(Stored data)
■ ■ ■ ■ ■
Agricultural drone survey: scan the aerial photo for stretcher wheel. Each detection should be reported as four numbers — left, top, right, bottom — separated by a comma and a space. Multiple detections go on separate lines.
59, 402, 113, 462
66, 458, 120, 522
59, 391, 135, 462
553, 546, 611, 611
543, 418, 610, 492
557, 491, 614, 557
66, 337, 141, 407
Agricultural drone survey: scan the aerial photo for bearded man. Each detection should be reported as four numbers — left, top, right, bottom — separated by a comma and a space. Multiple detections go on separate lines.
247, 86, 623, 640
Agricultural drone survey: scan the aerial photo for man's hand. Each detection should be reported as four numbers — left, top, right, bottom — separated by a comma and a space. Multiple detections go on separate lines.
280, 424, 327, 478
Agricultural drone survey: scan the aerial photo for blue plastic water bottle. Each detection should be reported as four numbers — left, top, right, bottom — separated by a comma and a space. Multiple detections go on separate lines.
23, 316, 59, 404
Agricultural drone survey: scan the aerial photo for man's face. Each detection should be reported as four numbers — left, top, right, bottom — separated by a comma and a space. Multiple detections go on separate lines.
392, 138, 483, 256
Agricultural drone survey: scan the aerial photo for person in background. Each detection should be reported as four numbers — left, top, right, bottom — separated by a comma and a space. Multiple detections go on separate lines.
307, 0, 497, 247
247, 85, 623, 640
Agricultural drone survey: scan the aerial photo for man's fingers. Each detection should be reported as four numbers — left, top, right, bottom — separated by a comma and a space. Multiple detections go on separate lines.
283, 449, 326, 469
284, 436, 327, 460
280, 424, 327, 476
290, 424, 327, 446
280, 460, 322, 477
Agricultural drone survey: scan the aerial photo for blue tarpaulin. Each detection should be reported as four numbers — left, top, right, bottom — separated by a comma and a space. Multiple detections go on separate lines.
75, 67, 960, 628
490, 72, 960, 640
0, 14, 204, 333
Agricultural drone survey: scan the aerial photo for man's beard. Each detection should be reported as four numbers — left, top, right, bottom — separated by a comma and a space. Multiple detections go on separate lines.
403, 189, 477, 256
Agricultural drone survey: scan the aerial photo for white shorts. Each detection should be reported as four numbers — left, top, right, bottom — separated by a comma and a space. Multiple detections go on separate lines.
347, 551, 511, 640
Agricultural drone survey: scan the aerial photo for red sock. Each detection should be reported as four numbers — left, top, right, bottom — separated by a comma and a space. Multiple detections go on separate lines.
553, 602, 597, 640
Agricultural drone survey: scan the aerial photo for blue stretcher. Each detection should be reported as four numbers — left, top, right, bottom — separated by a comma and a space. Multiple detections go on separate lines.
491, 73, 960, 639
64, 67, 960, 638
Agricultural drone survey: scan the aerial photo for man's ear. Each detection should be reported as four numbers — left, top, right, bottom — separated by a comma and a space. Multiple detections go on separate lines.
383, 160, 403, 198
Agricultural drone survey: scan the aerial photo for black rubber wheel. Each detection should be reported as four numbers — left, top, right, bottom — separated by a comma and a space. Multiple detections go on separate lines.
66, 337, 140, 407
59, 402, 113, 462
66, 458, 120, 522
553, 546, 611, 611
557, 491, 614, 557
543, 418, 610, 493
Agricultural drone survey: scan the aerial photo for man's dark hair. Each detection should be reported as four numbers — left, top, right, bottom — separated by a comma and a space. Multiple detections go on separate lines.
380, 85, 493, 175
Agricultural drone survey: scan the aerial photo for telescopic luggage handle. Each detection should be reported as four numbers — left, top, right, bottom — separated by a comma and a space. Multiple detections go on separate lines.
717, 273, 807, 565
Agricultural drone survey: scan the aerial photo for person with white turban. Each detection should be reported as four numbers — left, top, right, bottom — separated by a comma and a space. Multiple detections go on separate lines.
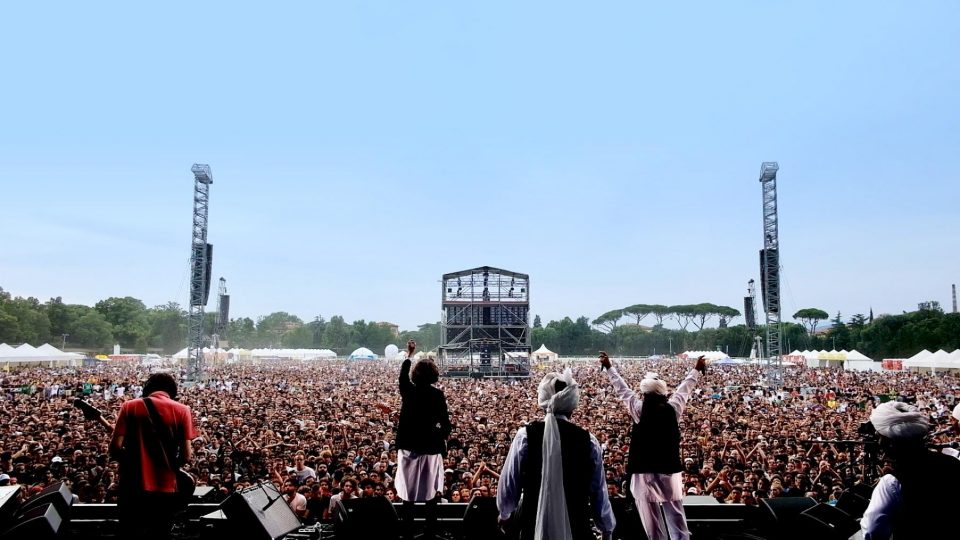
497, 368, 616, 540
860, 401, 960, 540
600, 351, 707, 540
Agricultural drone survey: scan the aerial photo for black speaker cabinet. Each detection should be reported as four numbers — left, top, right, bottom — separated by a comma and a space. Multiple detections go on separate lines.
220, 484, 300, 540
17, 482, 73, 519
0, 502, 65, 540
333, 497, 400, 540
463, 495, 507, 540
759, 497, 817, 540
797, 504, 860, 540
610, 497, 647, 540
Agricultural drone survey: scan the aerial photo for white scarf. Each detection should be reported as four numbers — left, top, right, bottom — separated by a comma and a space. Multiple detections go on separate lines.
533, 368, 580, 540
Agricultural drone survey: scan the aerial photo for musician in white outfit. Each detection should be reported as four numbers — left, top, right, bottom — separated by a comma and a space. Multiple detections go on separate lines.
600, 351, 707, 540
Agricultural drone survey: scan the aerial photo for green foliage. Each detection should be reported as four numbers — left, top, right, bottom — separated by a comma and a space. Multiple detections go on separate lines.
793, 308, 830, 334
93, 296, 150, 349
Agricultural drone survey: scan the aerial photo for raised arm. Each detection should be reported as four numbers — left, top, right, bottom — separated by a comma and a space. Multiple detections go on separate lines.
669, 356, 707, 418
400, 339, 417, 396
600, 351, 643, 422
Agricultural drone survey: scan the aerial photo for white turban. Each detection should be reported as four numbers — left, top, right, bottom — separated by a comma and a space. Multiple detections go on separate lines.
537, 368, 580, 415
640, 371, 667, 396
870, 401, 930, 439
533, 368, 580, 540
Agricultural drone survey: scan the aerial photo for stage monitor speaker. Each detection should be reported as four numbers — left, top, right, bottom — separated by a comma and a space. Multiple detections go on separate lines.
193, 486, 217, 502
0, 486, 20, 523
17, 482, 73, 519
463, 495, 507, 540
837, 488, 870, 519
610, 497, 647, 540
220, 483, 300, 540
333, 497, 400, 540
797, 504, 860, 540
759, 497, 817, 539
0, 502, 64, 540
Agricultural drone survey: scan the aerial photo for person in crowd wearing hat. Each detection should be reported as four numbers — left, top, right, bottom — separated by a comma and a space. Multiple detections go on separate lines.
600, 351, 707, 540
860, 401, 960, 540
394, 339, 452, 538
497, 368, 616, 540
110, 373, 196, 539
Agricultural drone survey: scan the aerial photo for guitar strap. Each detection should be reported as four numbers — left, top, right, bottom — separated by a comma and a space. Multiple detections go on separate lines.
143, 397, 177, 471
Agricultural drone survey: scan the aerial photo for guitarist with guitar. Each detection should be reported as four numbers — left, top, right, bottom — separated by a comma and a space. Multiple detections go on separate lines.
87, 373, 196, 540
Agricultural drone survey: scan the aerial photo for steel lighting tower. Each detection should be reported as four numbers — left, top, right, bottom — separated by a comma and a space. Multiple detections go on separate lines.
439, 266, 530, 377
210, 278, 230, 350
187, 163, 213, 382
760, 161, 783, 386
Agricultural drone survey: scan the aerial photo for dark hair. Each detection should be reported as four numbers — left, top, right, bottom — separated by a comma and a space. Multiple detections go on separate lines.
143, 373, 177, 399
410, 360, 440, 386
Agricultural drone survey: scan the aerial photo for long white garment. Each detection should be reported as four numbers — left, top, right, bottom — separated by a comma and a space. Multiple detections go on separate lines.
533, 368, 580, 540
393, 450, 443, 502
860, 474, 902, 540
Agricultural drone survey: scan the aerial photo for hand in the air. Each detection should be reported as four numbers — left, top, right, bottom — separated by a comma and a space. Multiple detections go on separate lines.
693, 355, 707, 374
600, 351, 612, 369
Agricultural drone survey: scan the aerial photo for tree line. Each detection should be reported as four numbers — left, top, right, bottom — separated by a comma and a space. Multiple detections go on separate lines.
0, 288, 960, 360
0, 288, 440, 355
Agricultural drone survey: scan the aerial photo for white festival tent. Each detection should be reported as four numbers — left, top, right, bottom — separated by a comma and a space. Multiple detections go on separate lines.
347, 347, 377, 360
531, 343, 560, 362
0, 343, 83, 366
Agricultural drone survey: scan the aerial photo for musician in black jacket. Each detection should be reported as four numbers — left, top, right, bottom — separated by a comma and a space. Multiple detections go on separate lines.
395, 339, 451, 538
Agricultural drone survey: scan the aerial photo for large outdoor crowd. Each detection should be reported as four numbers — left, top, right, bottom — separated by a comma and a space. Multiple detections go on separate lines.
0, 360, 960, 519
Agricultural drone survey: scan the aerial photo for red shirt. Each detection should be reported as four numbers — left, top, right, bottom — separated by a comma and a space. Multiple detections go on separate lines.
114, 392, 197, 493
■ ■ ■ ■ ■
- **WHAT IS EXPECTED**
Substitute "metal" for "plastic" in the lines from the one containing "for blue plastic" through the one containing "23, 316, 59, 404", and write out only those lines with nothing else altered.

- **ANSWER TO THIS PROBLEM**
Agricultural drone survey: scan the aerial photo for blue metal water bottle. Each detection should be reported as four numbers — left, top, right, bottom — separated by a comma and a space. Multiple detections go on separate lines.
23, 316, 59, 404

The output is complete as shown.